(Object pointing dataset rows)

▶

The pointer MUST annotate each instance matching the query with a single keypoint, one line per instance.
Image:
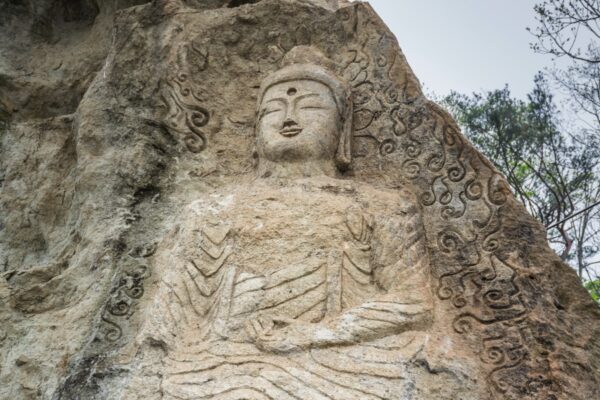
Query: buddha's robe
(345, 261)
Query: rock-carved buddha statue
(302, 284)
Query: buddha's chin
(289, 149)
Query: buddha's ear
(343, 157)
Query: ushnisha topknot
(305, 62)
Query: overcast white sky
(466, 45)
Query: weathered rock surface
(128, 141)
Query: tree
(570, 30)
(553, 173)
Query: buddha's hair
(307, 63)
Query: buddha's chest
(266, 235)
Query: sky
(466, 45)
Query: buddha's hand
(280, 335)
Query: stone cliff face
(115, 116)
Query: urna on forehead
(306, 64)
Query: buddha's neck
(299, 169)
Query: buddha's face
(298, 120)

◀

> **TASK GOAL**
Give the records above as a two-column CSV with the header text,answer and one row per record. Put each record's text and its answer in separate double-quoted fields, replace line breaks with spaces, and leave out the pictures.

> **RESULT OF THIS EXERCISE**
text,answer
"The pointer MUST annotate each instance matching the query with a single keypoint, one line per instance. Image: Query: buddha's robe","(345, 261)"
"Query: rock-carved buddha statue","(302, 284)"
"Query: buddha's chin","(289, 149)"
"Query: buddha's ear","(343, 157)"
"Query: ushnisha topknot","(305, 62)"
"Query: overcast white sky","(466, 45)"
"Query: weathered rock surface","(128, 141)"
"Query: tree","(570, 30) (553, 173)"
"Query: buddha's hair","(307, 63)"
"Query: buddha's chest","(266, 235)"
"Query: sky","(466, 45)"
"Query: buddha's hand","(280, 335)"
"Query: stone cliff face","(115, 116)"
"Query: urna on forehead","(306, 64)"
"Query: buddha's neck","(299, 169)"
"Query: buddha's face","(298, 120)"